--- Fragmento del documento ---

Tanatorio, cortejo fúnebre, iglesia: «estamos hoy aquí reunidos
para dar el último adiós», palabras huecas. Familia, amigos, conocidos, vecinos. Aquello que
rechaza la razón y aprueba el corazón: la costumbre en forma de quienes presentan
sus respetos y, una vez fuera, hablan y ríen, intercambian anécdotas, relatan
historias familiares (no necesariamente relacionadas con ella). Lo hacemos
todos cuando caemos del otro lado: son los hilos de la existencia entreverándose
con los de la ausencia así esta llega. Rodeando el ataúd repleto de ramos de flores
y cintas con textos sentidos, ampulosos, un aire ligero —falso— impulsado
por el sistema de ventilación, agita un simulacro de realidad. En la sala
repleta a veces, solitaria otras, en susurrante intimidad, se habla de
recuerdos, proyectos, vacaciones, anécdotas, chascarrillos, afrentas o
encendidas loas en su memoria. Se revive el drama o el regocijo sincero hasta olvidar
el lugar donde estamos, como si fuese copartícipe, pues presente está. ¡Qué
extraño todo! No sorprende, entonces, la actitud de uno: el llanto llegará
cuando haya de llegar, como un torrente arrastrando las hojas muertas de la
pena —ha ocurrido más veces— para dejar tan solo el rescoldo del recuerdo. Más
tarde, entre brindis y rayos de tormenta primaveral, bajo el entoldado de algún
merendero, trataremos de reconocerla en el bramido del trueno —una entre el resto—,
realizaremos el intento vano de aferrarnos a él para evitar que se vaya del
todo. Ya digo, será en vano.
Los pésames se suceden, las condolencias: personas incapaces
de expresar, no, en cambio, de sentir. Faltan palabras, también respuestas. Hay
quien se llegará al ventanal ante el féretro en busca de un abrazo, una mano, un
beso. Es valiente. En ese instante uno se descubre desconocido para muchos:
toda existencia pertenece a los demás, no es patrimonio exclusivo de la
camada. Alguien menciona facetas desconocidas de su personalidad, así, en
presente (ocurrirá durante días, semanas incluso), de pronto uno se descubre asimilando
otras vivencias, incrédulo. Comprobamos (a menudo) la bondad del ausente, aunque, lejos de convertirse en bálsamo de la pena, se transforme en injusto dolor que aprehendemos.

--- Información proporcionada ---

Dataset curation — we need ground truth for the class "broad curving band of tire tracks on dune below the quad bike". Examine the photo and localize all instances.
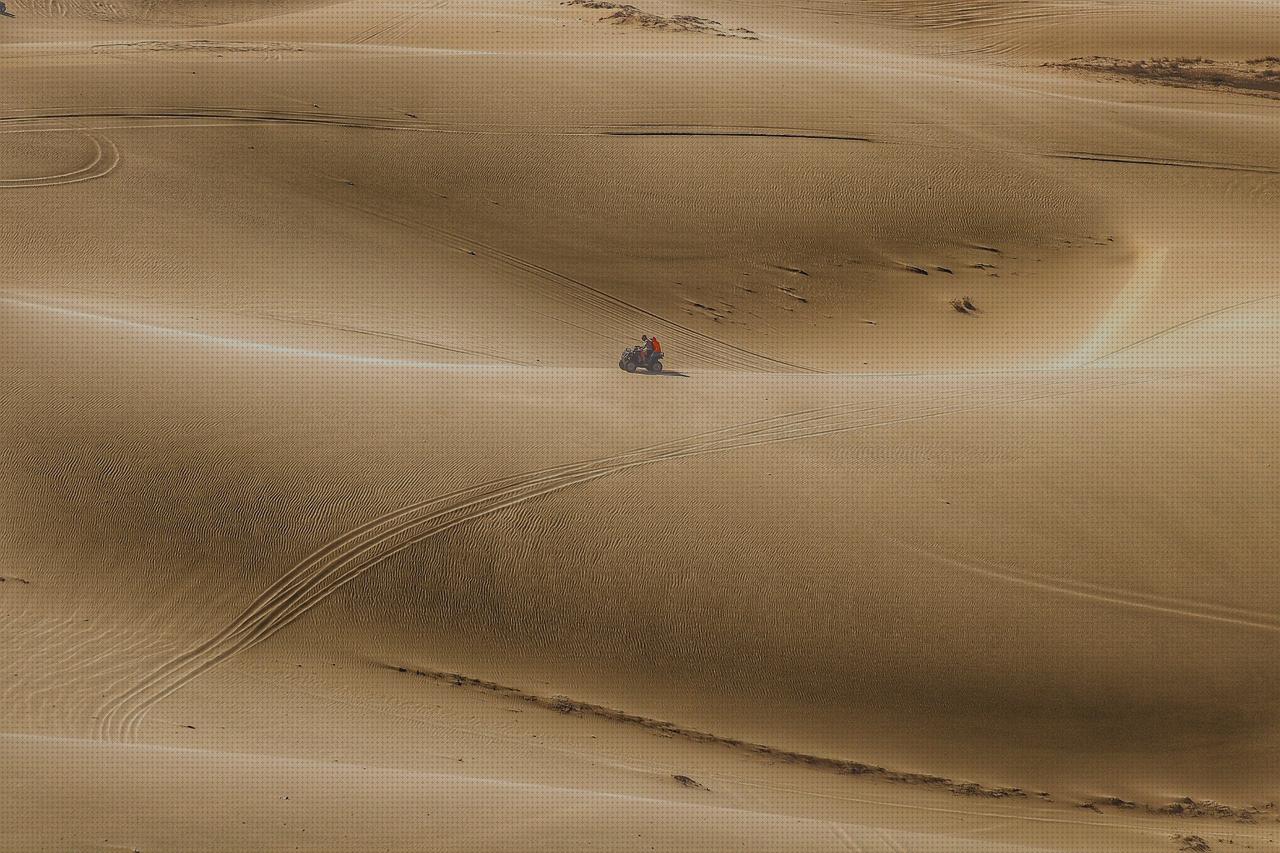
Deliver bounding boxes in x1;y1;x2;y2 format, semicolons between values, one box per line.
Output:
99;378;1152;740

---

* **Instrucciones**
A – Enumera todos los asuntos de los que, según el texto sobre el velatorio, se habla en la sala.
B – Responde a estas preguntas sobre el texto del velatorio:
(i) ¿Qué impulsa el aire ligero que rodea el ataúd?
(ii) ¿Bajo qué se brindará más tarde?
(iii) ¿Qué busca quien se acerca al ventanal ante el féretro?
C – En el texto sobre el velatorio, ¿qué descubre uno en el instante de los pésames y qué razón da el propio texto para ello?

* **Respuestas numeradas**
A – Recuerdos, proyectos, vacaciones, anécdotas, chascarrillos, afrentas y encendidas loas en su memoria.

B –
(i) El sistema de ventilación.
(ii) Bajo el entoldado de algún merendero.
(iii) Un abrazo, una mano, un beso.

C – Uno se descubre desconocido para muchos. El texto lo explica diciendo que toda existencia pertenece a los demás y no es patrimonio exclusivo de la camada.